Required task: Pull out and copy in full every line of the data below that contains the string "light".

Dataset records:
— Begin —

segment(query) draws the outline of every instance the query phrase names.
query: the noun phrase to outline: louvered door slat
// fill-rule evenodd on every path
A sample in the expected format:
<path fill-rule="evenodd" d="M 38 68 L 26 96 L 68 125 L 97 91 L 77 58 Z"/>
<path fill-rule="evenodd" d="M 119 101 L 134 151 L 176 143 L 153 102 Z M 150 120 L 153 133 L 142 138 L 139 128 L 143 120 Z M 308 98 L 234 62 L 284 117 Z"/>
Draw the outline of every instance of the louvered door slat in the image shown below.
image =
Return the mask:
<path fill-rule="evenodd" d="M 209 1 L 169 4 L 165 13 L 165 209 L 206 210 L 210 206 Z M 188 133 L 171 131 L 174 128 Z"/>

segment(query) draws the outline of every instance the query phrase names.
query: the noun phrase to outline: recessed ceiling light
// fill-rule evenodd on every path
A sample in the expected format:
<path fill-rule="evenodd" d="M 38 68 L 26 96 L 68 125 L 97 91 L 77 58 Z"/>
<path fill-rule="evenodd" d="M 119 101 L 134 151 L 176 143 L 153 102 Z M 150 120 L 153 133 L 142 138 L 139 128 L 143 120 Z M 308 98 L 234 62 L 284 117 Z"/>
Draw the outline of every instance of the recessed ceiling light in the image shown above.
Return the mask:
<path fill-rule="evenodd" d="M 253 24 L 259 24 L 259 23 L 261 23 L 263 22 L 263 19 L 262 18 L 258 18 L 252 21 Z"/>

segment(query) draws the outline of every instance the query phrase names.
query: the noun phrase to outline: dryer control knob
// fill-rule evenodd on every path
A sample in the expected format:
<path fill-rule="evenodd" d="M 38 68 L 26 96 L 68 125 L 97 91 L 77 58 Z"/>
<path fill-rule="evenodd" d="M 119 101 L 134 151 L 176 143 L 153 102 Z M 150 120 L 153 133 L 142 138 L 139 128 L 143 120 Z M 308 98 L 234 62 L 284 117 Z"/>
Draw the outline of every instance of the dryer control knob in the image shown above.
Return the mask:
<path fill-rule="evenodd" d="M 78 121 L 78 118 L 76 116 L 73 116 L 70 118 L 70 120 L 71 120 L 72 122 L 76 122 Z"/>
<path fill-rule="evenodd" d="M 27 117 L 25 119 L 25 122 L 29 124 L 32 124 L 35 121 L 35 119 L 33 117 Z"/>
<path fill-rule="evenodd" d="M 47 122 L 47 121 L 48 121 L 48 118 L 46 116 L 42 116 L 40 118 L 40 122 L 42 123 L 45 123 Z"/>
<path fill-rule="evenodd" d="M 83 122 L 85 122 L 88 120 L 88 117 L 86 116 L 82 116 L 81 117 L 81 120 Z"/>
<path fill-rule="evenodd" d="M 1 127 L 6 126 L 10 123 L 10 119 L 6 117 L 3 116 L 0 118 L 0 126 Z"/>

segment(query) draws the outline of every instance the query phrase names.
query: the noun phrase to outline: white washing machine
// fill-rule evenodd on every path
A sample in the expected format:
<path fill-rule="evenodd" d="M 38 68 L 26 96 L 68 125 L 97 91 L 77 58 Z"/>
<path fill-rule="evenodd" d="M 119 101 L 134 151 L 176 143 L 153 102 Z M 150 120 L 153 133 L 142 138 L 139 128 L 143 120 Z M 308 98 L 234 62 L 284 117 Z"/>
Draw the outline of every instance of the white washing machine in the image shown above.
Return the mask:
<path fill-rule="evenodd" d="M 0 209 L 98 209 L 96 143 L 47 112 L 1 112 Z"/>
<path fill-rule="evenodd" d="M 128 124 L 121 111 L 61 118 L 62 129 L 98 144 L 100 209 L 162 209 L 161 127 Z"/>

— End —

Full response:
query: the noun phrase to outline: recessed ceiling light
Draw the outline of every instance of the recessed ceiling light in the image shown above.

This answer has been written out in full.